TASK PROMPT — Copy the records below exactly, leaving out every picture.

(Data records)
════════════════════
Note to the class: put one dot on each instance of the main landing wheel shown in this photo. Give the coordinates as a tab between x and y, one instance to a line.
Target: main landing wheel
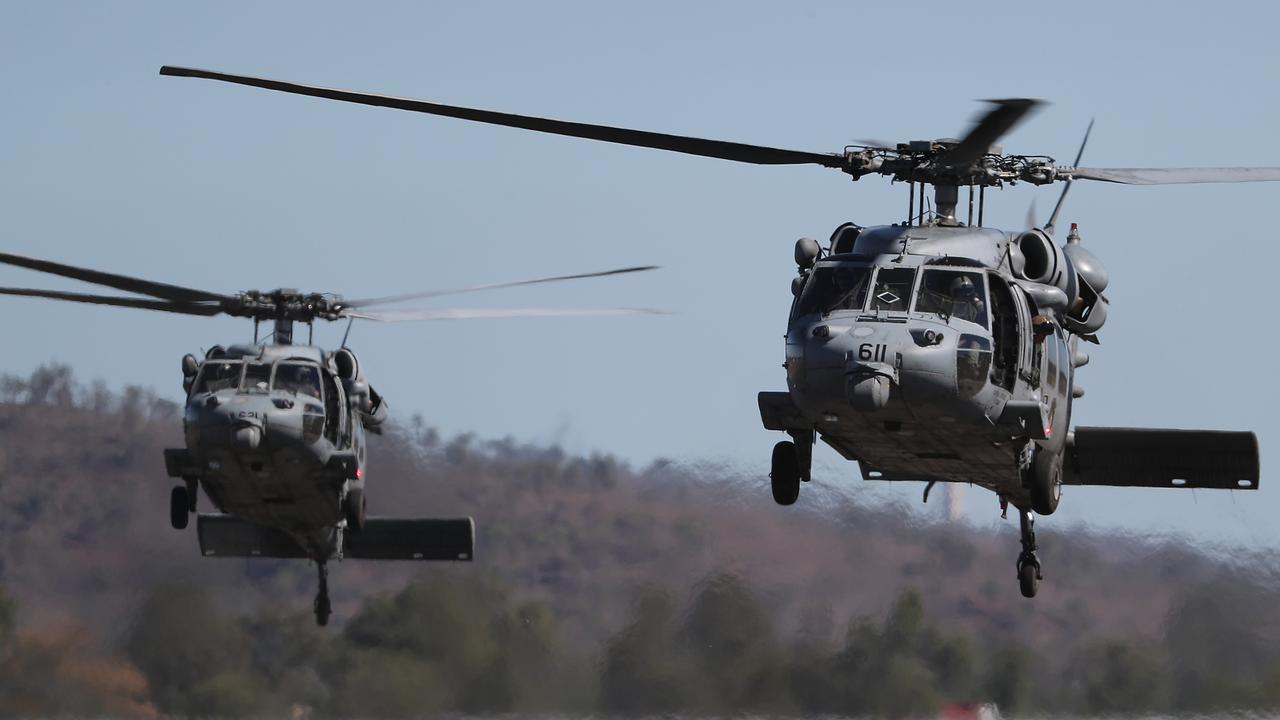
1046	482
1028	577
353	507
785	473
179	507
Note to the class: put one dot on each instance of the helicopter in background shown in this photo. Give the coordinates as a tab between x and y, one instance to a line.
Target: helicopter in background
932	349
275	432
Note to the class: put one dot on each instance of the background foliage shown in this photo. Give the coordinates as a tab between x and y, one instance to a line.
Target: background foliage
597	588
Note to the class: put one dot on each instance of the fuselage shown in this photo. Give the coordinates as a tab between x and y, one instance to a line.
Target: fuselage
275	440
908	346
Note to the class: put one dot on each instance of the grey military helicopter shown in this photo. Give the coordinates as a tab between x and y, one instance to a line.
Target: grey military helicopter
275	432
932	349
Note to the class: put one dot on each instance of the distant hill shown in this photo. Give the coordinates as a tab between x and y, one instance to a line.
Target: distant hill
85	540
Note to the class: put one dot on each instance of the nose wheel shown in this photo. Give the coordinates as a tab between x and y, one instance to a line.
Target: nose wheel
1028	564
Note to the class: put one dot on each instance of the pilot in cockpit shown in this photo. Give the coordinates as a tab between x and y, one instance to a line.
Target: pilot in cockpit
965	301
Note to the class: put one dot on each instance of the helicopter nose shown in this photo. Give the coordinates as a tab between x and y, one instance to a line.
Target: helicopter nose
247	437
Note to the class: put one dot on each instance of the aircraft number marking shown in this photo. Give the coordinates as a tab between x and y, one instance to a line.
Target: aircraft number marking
872	351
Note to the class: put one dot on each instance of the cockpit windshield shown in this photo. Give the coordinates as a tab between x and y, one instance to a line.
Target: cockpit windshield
257	378
894	290
841	287
954	294
297	379
218	374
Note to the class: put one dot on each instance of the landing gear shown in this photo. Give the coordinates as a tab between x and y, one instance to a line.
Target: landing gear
1045	481
321	605
785	473
179	507
353	507
791	464
1028	565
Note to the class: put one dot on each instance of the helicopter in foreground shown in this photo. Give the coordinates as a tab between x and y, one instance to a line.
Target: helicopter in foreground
275	432
932	349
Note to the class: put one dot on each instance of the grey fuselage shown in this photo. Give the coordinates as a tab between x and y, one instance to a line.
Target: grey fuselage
920	384
275	438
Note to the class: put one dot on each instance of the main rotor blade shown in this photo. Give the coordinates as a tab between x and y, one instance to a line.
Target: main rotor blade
163	305
1173	176
736	151
485	313
366	302
992	126
1052	219
127	283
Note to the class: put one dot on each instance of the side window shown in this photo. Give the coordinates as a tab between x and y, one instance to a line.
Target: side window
892	290
954	294
218	374
1051	346
1064	367
832	288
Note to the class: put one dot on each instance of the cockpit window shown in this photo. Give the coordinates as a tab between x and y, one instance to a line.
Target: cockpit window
218	374
892	290
257	378
954	295
297	379
841	287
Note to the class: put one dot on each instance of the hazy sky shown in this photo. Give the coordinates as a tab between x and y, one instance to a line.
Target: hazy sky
105	163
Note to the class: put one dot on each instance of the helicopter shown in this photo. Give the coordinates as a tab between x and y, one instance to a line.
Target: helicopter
275	432
931	349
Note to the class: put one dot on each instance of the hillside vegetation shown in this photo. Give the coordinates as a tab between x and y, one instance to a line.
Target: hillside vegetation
597	588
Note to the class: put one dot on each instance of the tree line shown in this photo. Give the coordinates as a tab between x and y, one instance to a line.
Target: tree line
462	642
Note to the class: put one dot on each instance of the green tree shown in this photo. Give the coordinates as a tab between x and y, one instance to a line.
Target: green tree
195	659
644	670
1116	678
735	648
1008	679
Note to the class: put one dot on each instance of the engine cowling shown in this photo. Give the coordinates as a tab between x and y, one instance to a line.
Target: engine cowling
1045	263
346	364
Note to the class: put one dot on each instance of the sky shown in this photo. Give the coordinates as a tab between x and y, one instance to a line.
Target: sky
105	163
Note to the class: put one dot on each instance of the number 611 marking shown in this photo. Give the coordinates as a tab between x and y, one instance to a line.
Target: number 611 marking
872	351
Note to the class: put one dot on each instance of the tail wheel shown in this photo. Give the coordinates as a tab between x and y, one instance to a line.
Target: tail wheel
355	509
785	473
179	507
1046	482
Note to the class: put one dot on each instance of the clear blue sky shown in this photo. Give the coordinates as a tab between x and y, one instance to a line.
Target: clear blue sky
105	163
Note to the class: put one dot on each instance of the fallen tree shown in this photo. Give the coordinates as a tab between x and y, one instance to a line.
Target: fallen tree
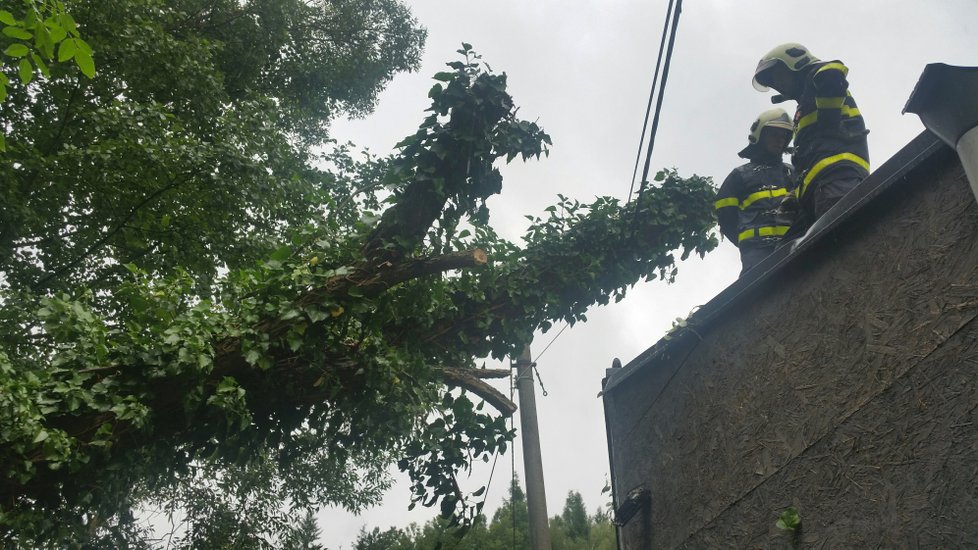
124	379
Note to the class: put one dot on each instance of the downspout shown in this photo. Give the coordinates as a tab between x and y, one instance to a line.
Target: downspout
946	99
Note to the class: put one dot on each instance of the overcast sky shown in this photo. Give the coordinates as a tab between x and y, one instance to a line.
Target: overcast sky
583	70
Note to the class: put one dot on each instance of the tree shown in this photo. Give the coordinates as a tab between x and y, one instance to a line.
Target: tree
133	371
575	516
391	539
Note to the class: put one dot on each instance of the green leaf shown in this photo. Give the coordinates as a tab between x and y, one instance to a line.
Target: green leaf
57	32
18	33
41	65
252	356
66	50
85	61
281	254
17	50
25	71
790	519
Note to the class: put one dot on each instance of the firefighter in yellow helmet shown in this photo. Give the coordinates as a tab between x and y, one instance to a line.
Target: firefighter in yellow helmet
831	155
748	200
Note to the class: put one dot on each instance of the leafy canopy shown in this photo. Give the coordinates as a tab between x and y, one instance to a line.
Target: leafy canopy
202	311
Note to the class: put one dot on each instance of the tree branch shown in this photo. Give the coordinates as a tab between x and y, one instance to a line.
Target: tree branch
469	379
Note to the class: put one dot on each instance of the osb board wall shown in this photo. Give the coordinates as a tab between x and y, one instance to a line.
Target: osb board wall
845	389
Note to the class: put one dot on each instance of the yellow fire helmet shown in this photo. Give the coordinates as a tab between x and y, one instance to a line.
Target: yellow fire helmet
793	55
774	118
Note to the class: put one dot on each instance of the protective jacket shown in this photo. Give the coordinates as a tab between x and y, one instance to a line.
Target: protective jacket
748	200
830	134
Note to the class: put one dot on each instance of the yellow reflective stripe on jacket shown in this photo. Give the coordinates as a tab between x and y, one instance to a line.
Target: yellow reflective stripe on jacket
829	102
768	231
723	203
825	163
834	67
812	118
767	193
════════════════════
RIGHT ANSWER —
Note to the class: put one dot on each instance of the main landing wheel shown in this photo. Give the coordinates as a tab between x and y, one instance to a line.
Target: main landing wheel
1046	482
1028	577
353	507
785	473
179	507
Note to the class: put one dot on each instance of the helicopter in background shown in this photo. Give the coordinates as a tab between x and y, one instance to a line.
Target: helicopter in background
932	349
275	432
Note to the class: put one dot on each instance of the background foliage shown in this photo. Give the coordinates as a tab between x and y, one instance to a line.
Target: background foliage
597	588
Note to the class: put one dot on each instance of the fuselage shown in this photo. Give the coordinates as a tab between x and y, one instance to a line.
Target: fuselage
275	440
908	346
Note to the class: put one dot on each instance of the grey military helicopter shown in this photo. Give the coordinates as a tab between x and y, one instance to a line.
Target: grey military helicopter
275	432
932	349
Note to the class: put one dot on each instance of the distant hill shown in this photo. Give the coordinates as a tab between x and y, one instance to a line.
Target: distant hill
85	540
Note to the class: put one dot on each instance of the nose wheel shown in this photo. Give the coordinates as a tab between x and y, one instance to a line.
Target: nose wheel
1028	564
Note to the class: put one dot on each instance of the pilot in cockpit shown in this photo. Give the coordinates as a tab between x and y, one instance to a line.
Target: pilot in cockpit
965	301
Note to the class: put one dot on each instance of the helicopter nose shown in this photo. Give the coordinates as a tab between x and y, one instance to a line.
Target: helicopter nose
247	437
Note to the class: put one dot on each instance of the aircraft number marking shown in this photo. Give the coordinates as a tab between x and y, one instance to a line.
Target: aircraft number marking
872	351
Note to the class: put one dot on each instance of the cockpit windshield shown in this photo. Give the coordinates as a tab between x and y, one instance to a line.
Target: cockpit windshield
257	378
894	290
841	287
954	294
297	379
218	374
Note to the class: put one dot on each instance of the landing gear shown in this photo. Give the coordinates as a tab between x and y, one instance to a line.
Target: landing gear
1045	481
321	605
785	473
179	507
353	507
791	464
1028	565
Note to the class: put one dot on each instance of the helicopter in foreground shown in this photo. Give the coordinates as a tab between x and y, one instance to a line.
Target: helicopter in foreground
275	432
932	349
Note to the class: put one dot on each instance of the grey fuselage shown in this photo. Give the coordinates as a tab between x and y, one instance to a line.
Target: grey fuselage
920	384
275	438
Note to the class: put one dot on each instance of the main rotor blade shown in this photo. Give the coordinates as a tab between x and y, one instance to a line.
Target: main rotor blade
163	305
1173	176
736	151
485	313
366	302
992	126
1052	219
127	283
Note to the class: put one dot on each instance of the side window shown in this photo. Give the coordinates as a tab between x and y, one instance to a line.
Target: side window
892	290
954	294
218	374
1051	346
1064	367
832	288
Note to the class: put one dot on each instance of the cockpit window shown in this photo. Give the coordinates as a tab between x and y, one instance to a line.
Target: cockpit window
218	374
892	290
257	378
954	295
297	379
841	287
Note to the class: put one dot on each instance of the hazy sky shown in this photo. Give the coordinates as a tab between x and y, one instance to a line.
Target: hazy sky
105	163
Note to the class: put one dot on each instance of the helicopter shown in this photo. Give the coordinates as a tab between x and y, one instance to a line.
Target: helicopter
275	432
931	349
Note to the class: put one dot on each instance of the hillside vegetation shown in this photo. Give the coordinates as a tab between x and y, one instance to a line.
Target: hillside vegetation
597	588
Note to the class: put one dot on each instance of the tree line shown in this photo. Give the coordinates as a tab between x and y, one instance to a line.
Target: tree line
462	642
Note to the class: put one dot on each instance of the green tree shown in this photo. Give the coordinates as a tab between x and y, one instance to a line.
Target: green tree
195	659
644	670
1116	678
735	648
1008	679
Note to the class: put one dot on each instance of the engine cowling shown in this photo. Give the coordinates as a tab between x and y, one instance to a line.
Target: engine cowling
1045	263
346	364
Note to the class: put one dot on each instance of the sky shown in this photo. Give the coordinates as a tab between x and y, one instance to a line.
Target: sky
105	163
Note to the class: put one dot on each instance of the number 611 marking shown in this photo. Give the coordinates as a tab between x and y, one instance to a line.
Target: number 611 marking
872	351
Note to the class: put one dot on each instance of the tail wheel shown in this photo. Give the coordinates as a tab between x and y, one instance to a line.
Target: tail wheel
355	509
785	473
179	507
1046	482
Note to the class: put one dot on each instance of the clear blue sky shown in this photo. Give the coordinates as a tab between x and y, one instance to a line.
Target: clear blue sky
105	163
Note to the class: put one dot on each instance of the fallen tree shown in this photo. Give the coordinates as a tab between x and y, one instance to a line.
Target: fallen tree
124	379
Note to the class: put one dot on each instance of the downspout shown in this photo. Give the coordinates as a tab between x and y, one instance to a line.
Target: downspout
946	99
Note to the class: put one dot on each instance of the overcast sky shown in this photo. Give the coordinates as a tab between x and y, one instance to a line.
Target: overcast sky
583	70
Note to the class: put one dot on each instance of the tree shown in this photo. Give the coordinates as a tab between x and y, one instance to a line.
Target: tree
133	371
575	516
391	539
Note to the class: put one dot on each instance of the green leaf shown in this photo. Give the coordinates as a tab between x and y, one instance to a line.
Target: green leaf
57	32
18	33
41	65
252	356
66	50
85	61
281	254
17	50
25	71
790	519
Note to the class: put one dot on each instance of the firefighter in yellow helmet shown in this photo. Give the coordinates as a tab between x and y, one instance to a line.
Target: firefighter in yellow helmet
831	155
748	200
Note to the class: put one dot on each instance of the leafy canopy shown in this photo. Give the coordinates as a tab between x and y, one instance to a line.
Target: leafy canopy
202	311
Note to the class: put one dot on each instance of the tree branch shown in this photo. Give the coordinates as a tab between x and y, one instance to a line.
Target: tree branch
469	379
Note to the class: put one dot on each instance of the osb board wall shown in this photo. Give the coordinates as a tab between x and y, one instance to a line.
Target: osb board wall
845	389
Note to the class: put one dot on each instance of the yellow fire helmet shown in this photo. Give the coordinates as a tab between x and y, one instance to a line.
Target: yellow fire helmet
793	55
774	118
Note to the class: put one dot on each instance of the protective jacket shown in this photo. Give the coordinates as a tab between x and y, one instance to a line.
Target: protective jacket
748	200
830	134
Note to the class: put one dot on each instance of the yellow reflective stripe on jacket shown in this photo. Give the coordinates as a tab between x and y, one instance to a line.
Target: yellow reflective stripe on jacket
829	102
768	231
723	203
825	163
834	67
812	118
767	193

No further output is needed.